=== Data for this exercise ===

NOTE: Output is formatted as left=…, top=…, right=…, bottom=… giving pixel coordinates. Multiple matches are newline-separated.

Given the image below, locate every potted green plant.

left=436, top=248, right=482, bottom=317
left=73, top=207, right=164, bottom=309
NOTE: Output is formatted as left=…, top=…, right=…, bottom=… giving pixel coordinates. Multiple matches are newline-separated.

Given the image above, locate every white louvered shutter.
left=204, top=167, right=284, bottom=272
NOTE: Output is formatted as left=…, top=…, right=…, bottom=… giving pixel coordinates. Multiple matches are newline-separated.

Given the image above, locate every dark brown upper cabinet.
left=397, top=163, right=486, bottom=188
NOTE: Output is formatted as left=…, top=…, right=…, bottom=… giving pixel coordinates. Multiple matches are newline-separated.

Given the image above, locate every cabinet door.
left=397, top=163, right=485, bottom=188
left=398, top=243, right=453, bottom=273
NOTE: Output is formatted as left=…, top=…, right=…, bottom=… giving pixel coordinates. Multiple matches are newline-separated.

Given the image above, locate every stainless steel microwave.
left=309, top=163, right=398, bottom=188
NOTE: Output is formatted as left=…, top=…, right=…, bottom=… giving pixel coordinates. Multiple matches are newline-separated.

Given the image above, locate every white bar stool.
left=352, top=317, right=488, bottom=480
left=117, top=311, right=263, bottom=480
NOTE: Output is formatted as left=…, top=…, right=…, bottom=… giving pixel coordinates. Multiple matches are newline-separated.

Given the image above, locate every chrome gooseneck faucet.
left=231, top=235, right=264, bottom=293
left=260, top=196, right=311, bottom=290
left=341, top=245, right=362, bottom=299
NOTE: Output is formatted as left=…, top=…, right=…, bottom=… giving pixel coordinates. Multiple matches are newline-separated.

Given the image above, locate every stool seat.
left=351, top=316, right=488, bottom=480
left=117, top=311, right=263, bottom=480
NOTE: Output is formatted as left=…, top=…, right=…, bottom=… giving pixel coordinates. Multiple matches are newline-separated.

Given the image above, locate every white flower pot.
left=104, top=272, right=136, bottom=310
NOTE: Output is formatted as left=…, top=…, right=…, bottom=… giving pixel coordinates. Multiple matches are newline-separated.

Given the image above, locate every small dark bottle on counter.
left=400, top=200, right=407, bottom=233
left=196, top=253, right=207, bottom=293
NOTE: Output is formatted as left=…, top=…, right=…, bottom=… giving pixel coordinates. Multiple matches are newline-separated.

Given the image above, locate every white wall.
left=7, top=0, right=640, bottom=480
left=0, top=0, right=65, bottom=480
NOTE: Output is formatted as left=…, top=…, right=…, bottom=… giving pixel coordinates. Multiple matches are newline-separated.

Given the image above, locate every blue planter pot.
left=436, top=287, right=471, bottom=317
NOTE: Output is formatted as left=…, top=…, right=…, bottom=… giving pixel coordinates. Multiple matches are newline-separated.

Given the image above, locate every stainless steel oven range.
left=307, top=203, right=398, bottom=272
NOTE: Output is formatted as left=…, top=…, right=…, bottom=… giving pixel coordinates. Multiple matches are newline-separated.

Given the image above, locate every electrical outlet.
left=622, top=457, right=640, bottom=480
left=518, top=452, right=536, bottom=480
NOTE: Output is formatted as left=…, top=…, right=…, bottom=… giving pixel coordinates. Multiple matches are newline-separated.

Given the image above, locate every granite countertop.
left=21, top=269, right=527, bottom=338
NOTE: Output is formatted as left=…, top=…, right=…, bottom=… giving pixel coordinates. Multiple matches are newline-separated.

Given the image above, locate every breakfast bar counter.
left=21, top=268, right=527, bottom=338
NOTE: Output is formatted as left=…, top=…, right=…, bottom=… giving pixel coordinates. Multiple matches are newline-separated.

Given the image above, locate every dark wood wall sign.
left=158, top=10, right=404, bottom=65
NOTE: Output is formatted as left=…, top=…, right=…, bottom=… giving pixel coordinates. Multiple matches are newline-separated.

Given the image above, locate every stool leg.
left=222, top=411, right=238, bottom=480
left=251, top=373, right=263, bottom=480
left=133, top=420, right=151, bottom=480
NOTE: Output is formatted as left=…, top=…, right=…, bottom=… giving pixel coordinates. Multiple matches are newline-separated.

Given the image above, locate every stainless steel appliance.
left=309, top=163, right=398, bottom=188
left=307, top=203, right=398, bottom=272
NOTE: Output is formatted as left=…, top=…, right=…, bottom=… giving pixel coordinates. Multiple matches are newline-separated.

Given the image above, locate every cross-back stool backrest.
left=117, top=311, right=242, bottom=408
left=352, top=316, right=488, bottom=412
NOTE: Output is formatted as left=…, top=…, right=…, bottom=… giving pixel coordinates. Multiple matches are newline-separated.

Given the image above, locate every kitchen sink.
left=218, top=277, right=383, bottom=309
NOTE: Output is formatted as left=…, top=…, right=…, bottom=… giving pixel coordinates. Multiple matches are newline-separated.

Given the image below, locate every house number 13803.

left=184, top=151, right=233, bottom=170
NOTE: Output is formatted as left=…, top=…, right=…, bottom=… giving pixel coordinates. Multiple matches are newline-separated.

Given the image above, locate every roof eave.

===

How many lines in the rows above contain the word "white"? Reply with the number alone.

Task solution
4